WHAT YOU HAVE TO DO:
Could you tally the lines in the listing below that include the word "tile"? Respond with the total alone.

════════════════════

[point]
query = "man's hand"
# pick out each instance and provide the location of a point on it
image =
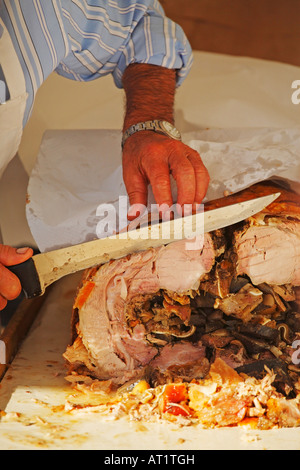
(149, 157)
(10, 286)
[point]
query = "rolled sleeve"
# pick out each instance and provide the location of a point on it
(156, 40)
(106, 39)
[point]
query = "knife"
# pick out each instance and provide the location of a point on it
(43, 269)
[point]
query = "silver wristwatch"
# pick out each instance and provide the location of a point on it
(162, 127)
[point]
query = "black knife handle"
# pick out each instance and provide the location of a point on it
(29, 278)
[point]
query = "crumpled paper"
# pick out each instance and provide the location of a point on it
(78, 172)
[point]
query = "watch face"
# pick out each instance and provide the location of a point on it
(171, 130)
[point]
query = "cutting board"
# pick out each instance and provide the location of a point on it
(34, 391)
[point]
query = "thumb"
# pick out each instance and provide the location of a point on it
(10, 256)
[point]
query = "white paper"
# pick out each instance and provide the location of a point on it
(78, 171)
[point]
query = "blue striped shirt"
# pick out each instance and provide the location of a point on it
(86, 39)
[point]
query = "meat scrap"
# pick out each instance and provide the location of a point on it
(222, 320)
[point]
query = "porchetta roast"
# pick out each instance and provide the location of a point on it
(210, 335)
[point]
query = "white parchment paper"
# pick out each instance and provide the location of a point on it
(79, 170)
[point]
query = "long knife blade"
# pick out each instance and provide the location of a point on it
(37, 273)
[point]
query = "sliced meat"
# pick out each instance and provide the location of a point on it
(117, 351)
(270, 253)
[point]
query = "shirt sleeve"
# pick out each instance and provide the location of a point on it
(105, 40)
(156, 40)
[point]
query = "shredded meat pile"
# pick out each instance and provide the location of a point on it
(174, 318)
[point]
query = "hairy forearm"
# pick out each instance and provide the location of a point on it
(150, 92)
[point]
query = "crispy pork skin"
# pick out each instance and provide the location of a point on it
(168, 314)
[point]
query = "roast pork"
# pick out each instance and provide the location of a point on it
(167, 314)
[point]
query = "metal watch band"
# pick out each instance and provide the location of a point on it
(156, 126)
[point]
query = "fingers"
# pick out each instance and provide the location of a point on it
(201, 176)
(10, 286)
(191, 177)
(150, 159)
(137, 189)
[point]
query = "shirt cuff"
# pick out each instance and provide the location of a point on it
(156, 40)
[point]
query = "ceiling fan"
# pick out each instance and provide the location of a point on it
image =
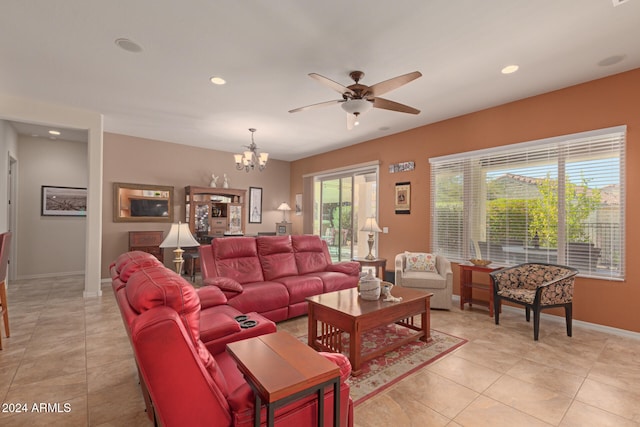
(358, 98)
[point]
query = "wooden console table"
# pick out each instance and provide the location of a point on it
(467, 285)
(281, 369)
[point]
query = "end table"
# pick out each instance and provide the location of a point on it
(467, 285)
(380, 265)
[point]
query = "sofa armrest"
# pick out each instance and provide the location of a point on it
(226, 284)
(350, 268)
(211, 296)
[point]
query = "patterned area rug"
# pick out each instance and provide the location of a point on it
(386, 370)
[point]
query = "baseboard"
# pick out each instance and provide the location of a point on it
(50, 275)
(560, 319)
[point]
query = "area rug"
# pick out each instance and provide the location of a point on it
(383, 371)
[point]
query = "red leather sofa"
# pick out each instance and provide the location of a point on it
(272, 275)
(218, 325)
(187, 383)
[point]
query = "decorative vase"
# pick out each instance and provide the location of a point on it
(370, 287)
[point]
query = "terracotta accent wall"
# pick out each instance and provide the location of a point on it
(593, 105)
(143, 161)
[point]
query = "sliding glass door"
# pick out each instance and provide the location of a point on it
(342, 202)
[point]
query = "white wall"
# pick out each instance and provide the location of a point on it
(49, 245)
(32, 111)
(8, 144)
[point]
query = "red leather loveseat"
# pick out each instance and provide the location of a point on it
(272, 275)
(188, 384)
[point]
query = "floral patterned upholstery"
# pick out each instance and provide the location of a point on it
(536, 286)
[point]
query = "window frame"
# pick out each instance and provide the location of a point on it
(464, 214)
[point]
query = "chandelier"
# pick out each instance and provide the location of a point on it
(251, 158)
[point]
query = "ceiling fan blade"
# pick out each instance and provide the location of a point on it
(320, 104)
(351, 121)
(330, 83)
(393, 106)
(394, 83)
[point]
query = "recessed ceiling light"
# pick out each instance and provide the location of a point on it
(128, 45)
(510, 69)
(612, 60)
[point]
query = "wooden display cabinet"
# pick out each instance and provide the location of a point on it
(147, 241)
(214, 212)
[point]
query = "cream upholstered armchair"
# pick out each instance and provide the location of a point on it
(429, 272)
(536, 286)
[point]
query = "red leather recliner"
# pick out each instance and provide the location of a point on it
(189, 385)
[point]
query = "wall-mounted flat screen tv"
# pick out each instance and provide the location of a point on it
(149, 207)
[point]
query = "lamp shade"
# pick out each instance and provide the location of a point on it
(371, 225)
(179, 237)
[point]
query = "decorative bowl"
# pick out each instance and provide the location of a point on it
(480, 262)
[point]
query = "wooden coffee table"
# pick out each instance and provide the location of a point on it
(280, 369)
(339, 312)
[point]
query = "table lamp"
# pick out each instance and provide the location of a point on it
(371, 226)
(179, 236)
(284, 207)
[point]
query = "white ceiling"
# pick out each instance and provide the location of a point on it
(63, 52)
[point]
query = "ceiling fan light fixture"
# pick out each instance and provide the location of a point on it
(356, 106)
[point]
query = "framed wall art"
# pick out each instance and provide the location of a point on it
(255, 205)
(63, 201)
(403, 198)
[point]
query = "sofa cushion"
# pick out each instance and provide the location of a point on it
(419, 261)
(276, 257)
(301, 287)
(309, 254)
(214, 325)
(133, 265)
(333, 281)
(237, 258)
(224, 283)
(265, 295)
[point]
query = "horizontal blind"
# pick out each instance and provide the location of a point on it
(559, 200)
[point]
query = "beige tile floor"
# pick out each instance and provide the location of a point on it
(72, 355)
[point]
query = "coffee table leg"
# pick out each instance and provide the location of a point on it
(312, 325)
(426, 321)
(258, 405)
(354, 351)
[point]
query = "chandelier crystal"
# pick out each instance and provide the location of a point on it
(251, 159)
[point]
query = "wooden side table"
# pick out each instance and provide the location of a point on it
(467, 285)
(281, 369)
(380, 265)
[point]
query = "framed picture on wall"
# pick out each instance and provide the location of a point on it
(403, 198)
(255, 205)
(63, 201)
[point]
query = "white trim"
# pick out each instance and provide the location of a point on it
(353, 168)
(527, 144)
(559, 319)
(49, 275)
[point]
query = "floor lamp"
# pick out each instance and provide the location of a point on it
(179, 237)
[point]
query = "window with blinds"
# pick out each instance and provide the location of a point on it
(558, 200)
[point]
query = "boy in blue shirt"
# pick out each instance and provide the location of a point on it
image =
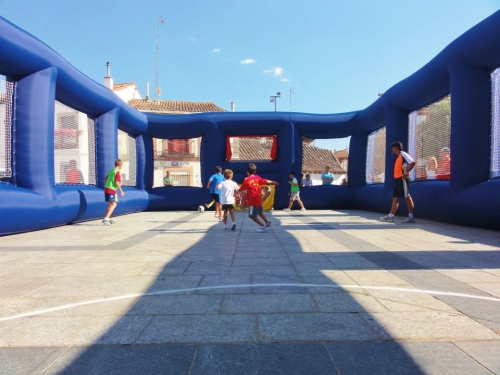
(216, 179)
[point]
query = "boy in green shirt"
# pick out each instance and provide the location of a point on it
(112, 183)
(294, 193)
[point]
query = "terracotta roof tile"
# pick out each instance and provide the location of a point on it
(121, 86)
(173, 106)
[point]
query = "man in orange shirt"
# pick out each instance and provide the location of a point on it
(252, 185)
(402, 166)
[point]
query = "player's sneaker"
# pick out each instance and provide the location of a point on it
(409, 220)
(387, 219)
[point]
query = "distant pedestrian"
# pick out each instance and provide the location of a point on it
(112, 183)
(215, 180)
(228, 191)
(294, 193)
(327, 177)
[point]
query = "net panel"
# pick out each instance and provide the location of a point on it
(74, 147)
(177, 162)
(429, 140)
(375, 157)
(317, 154)
(495, 124)
(128, 154)
(6, 105)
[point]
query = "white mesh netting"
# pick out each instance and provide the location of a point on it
(495, 124)
(74, 147)
(128, 155)
(429, 140)
(375, 157)
(6, 104)
(180, 158)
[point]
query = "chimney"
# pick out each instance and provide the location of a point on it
(108, 81)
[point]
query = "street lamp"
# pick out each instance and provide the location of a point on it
(273, 99)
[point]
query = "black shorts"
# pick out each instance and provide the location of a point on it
(401, 188)
(254, 211)
(111, 198)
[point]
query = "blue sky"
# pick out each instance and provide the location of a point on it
(336, 54)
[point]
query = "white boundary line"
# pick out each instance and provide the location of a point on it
(164, 292)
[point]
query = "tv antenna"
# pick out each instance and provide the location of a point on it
(158, 38)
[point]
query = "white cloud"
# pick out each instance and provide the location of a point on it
(276, 71)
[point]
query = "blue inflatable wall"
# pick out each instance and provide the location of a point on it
(42, 76)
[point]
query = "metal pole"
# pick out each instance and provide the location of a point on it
(157, 87)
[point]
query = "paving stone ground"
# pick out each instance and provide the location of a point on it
(322, 292)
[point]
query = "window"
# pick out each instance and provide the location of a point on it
(375, 157)
(128, 154)
(495, 124)
(6, 105)
(429, 140)
(317, 154)
(177, 162)
(74, 146)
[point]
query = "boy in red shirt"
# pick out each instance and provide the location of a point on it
(252, 185)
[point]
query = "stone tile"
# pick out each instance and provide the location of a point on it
(411, 300)
(100, 270)
(176, 304)
(225, 280)
(401, 358)
(487, 353)
(261, 262)
(267, 270)
(313, 327)
(20, 361)
(259, 254)
(348, 303)
(207, 268)
(16, 287)
(313, 268)
(265, 284)
(126, 360)
(436, 326)
(276, 359)
(161, 268)
(268, 303)
(200, 329)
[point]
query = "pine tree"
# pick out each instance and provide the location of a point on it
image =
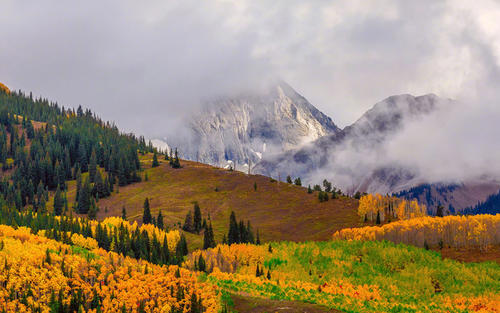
(208, 237)
(84, 198)
(92, 166)
(155, 160)
(159, 220)
(58, 202)
(188, 223)
(233, 235)
(176, 163)
(197, 218)
(440, 211)
(147, 218)
(92, 210)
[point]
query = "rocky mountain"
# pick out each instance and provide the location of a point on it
(356, 159)
(241, 130)
(334, 154)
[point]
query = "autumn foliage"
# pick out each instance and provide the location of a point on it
(353, 276)
(455, 231)
(388, 207)
(40, 274)
(4, 88)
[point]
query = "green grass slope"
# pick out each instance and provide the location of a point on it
(279, 211)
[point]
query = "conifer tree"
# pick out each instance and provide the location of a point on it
(176, 163)
(92, 166)
(233, 235)
(188, 223)
(208, 237)
(197, 219)
(159, 220)
(155, 160)
(58, 202)
(147, 218)
(84, 198)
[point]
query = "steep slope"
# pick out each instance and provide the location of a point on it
(296, 215)
(242, 129)
(333, 155)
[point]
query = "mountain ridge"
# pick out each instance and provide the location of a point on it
(240, 130)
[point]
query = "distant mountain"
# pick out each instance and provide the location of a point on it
(490, 206)
(474, 195)
(245, 128)
(332, 155)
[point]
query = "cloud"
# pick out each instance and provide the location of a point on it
(145, 65)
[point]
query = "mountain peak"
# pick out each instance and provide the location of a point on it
(243, 128)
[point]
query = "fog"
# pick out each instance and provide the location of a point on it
(148, 65)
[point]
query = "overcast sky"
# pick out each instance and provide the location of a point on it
(141, 63)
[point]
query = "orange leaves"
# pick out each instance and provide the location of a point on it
(4, 88)
(42, 265)
(387, 206)
(173, 236)
(455, 231)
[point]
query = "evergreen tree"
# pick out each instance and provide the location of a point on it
(92, 210)
(208, 237)
(147, 218)
(58, 202)
(188, 223)
(159, 220)
(84, 198)
(155, 160)
(92, 166)
(176, 163)
(440, 211)
(197, 218)
(327, 185)
(233, 235)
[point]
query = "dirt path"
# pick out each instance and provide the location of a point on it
(244, 304)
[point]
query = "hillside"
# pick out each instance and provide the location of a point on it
(296, 215)
(43, 275)
(4, 88)
(354, 276)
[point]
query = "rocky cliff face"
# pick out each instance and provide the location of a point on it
(241, 130)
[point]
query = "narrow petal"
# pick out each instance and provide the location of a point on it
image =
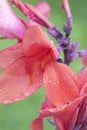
(37, 124)
(61, 84)
(15, 82)
(10, 55)
(36, 41)
(10, 25)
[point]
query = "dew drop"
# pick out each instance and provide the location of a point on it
(5, 101)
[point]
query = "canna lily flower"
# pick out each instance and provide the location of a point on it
(11, 26)
(84, 59)
(64, 92)
(23, 65)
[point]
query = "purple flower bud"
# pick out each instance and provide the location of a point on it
(74, 47)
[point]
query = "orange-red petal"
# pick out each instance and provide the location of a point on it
(61, 84)
(36, 42)
(15, 82)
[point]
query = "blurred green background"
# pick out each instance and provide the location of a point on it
(17, 116)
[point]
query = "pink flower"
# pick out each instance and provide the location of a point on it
(65, 90)
(24, 65)
(10, 25)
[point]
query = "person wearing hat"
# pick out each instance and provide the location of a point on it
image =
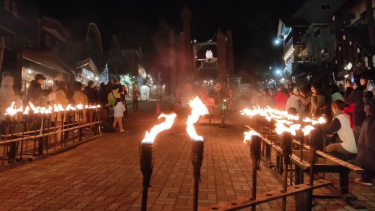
(36, 94)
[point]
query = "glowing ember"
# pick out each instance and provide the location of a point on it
(27, 109)
(169, 120)
(249, 134)
(307, 129)
(198, 109)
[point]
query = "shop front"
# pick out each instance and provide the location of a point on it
(87, 71)
(45, 63)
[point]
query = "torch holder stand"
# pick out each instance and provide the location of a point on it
(286, 145)
(147, 166)
(255, 154)
(196, 159)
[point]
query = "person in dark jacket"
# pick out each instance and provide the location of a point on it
(36, 94)
(354, 94)
(366, 143)
(92, 97)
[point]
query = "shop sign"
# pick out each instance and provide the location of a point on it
(87, 73)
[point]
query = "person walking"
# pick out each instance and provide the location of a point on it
(92, 97)
(305, 99)
(62, 117)
(281, 98)
(136, 94)
(318, 101)
(118, 109)
(354, 94)
(292, 104)
(79, 97)
(112, 96)
(341, 125)
(7, 97)
(36, 95)
(103, 102)
(366, 146)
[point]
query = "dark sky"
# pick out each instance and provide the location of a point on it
(145, 23)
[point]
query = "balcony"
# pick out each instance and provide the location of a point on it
(289, 45)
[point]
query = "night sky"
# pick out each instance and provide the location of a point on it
(145, 24)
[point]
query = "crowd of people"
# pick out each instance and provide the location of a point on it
(349, 111)
(110, 96)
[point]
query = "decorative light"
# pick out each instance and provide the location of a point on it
(209, 54)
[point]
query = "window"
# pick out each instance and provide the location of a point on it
(326, 7)
(27, 45)
(7, 4)
(12, 6)
(317, 33)
(15, 8)
(332, 30)
(324, 53)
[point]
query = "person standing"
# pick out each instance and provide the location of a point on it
(366, 146)
(92, 97)
(354, 94)
(79, 97)
(62, 117)
(136, 94)
(281, 98)
(112, 96)
(341, 125)
(36, 95)
(7, 96)
(103, 101)
(318, 101)
(118, 109)
(292, 105)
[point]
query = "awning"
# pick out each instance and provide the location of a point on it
(47, 59)
(55, 33)
(88, 63)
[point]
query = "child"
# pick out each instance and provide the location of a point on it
(118, 110)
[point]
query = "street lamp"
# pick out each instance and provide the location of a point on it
(276, 41)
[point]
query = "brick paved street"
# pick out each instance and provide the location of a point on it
(104, 174)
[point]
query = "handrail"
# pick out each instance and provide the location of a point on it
(47, 134)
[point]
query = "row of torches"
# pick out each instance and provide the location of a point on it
(13, 110)
(146, 148)
(284, 122)
(287, 125)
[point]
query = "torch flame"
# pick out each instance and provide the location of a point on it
(198, 109)
(169, 120)
(27, 109)
(307, 129)
(249, 134)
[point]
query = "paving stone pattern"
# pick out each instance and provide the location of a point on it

════════════════════

REPLY TO THE EXERCISE:
3